Excerpt provided:
== Segment start ==
Glaucoma: Stay Informed and Preserve Your Eyesight

Stay Informed and Preserve Your Eyesight.

What is Glaucoma?

Glaucoma is a common eye disease in which fluid pressure inside the eyes rises because of slow fluid drainage from them, which may lead to peripheral vision loss and can progress to blindness.

What are the Symptoms of Glaucoma?

People with Glaucoma often do not have symptoms until vision loss occurs, so regular eye examination are important. When symptoms are present, they include:

  • Pain or redness in the eye

  • Blurry vision

  • Seeing halos around lights

  • Narrowing of vision (tunnel vision)

Vision Loss

How Can You Find Out Whether You Have Glaucoma?
== Segment end ==
Recorded data:
== Segment start ==
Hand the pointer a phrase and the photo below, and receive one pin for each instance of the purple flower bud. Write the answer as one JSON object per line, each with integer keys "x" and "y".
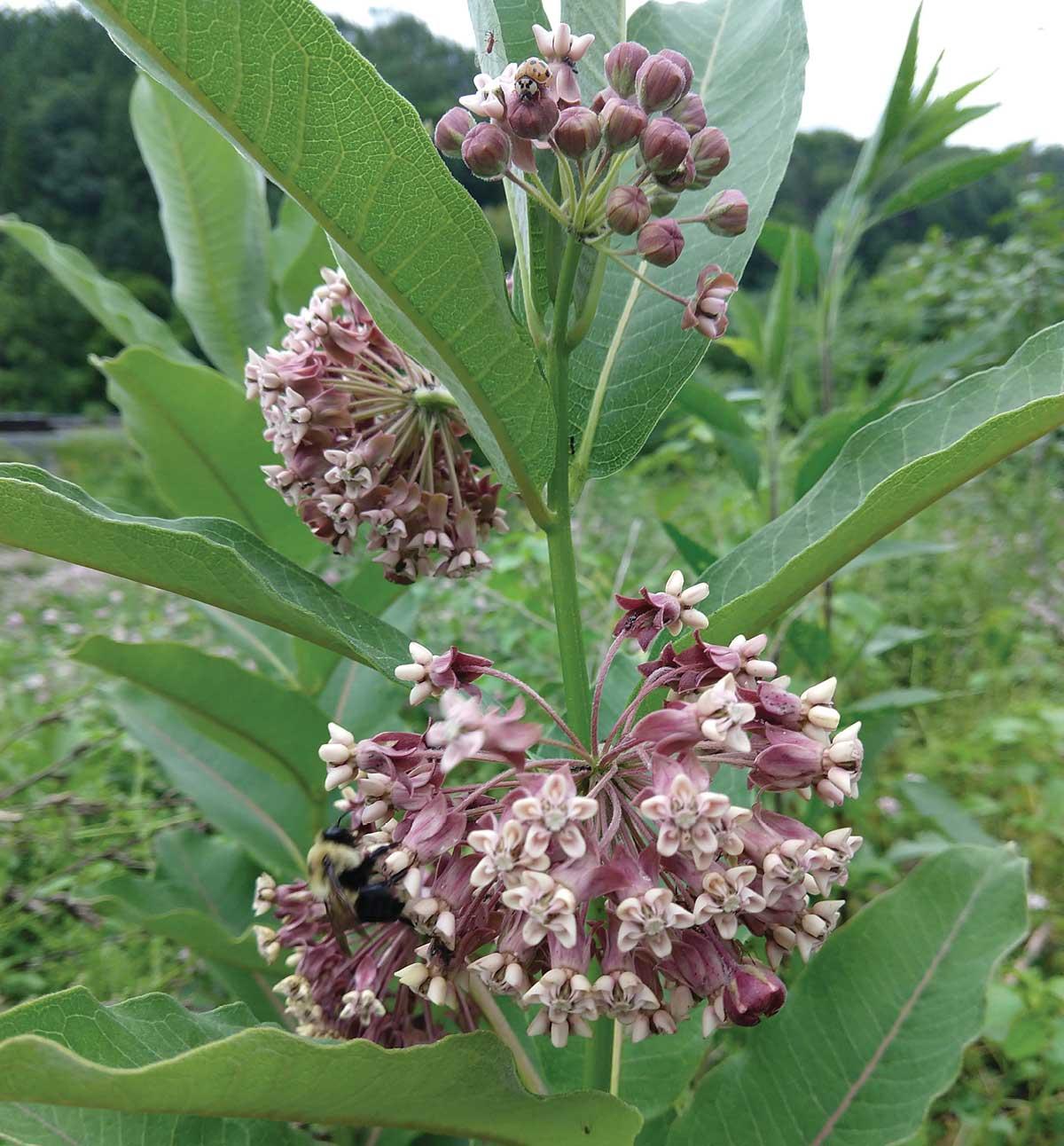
== Segment end ==
Task directions: Please extend the glaucoma page above, picking up right after its last heading.

Response to the exercise:
The following are the risk factors to be considered for Glaucoma:

  • Advanced age - Older people are more likely to suffer from Glaucoma
  • Corticosteroid use - For e.g., asthma patients who use steroids continuously are at a higher risk for Glaucoma
  • Near sightedness / Far sightedness
  • Past eye injury
  • Diabetes - People with diabetes are at a higher risk of getting Glaucoma
  • Family history of Glaucoma - If any of your elder family members suffer from Glaucoma, you are more likely to get it
  • Elevated pressure within the eye
  • High Blood Pressure - Suffering from high blood pressure increases the risk of Glaucoma


How Can You Find Out Whether You Have Glaucoma?

If you get any of the Glaucoma-related signs and symptoms, like cloudy, unclear vision, pain in the eye, redness and halos of light around objects, visit your eye doctor immediately. A few simple tests performed by the doctor on your eyes will help to check whether you have Glaucoma.

How Will Your Doctor Treat Glaucoma?

Your doctor will treat Glaucoma by prescribing you:

  • Eye Drops
  • Oral Tablets
  • Laser Surgery Operations (or)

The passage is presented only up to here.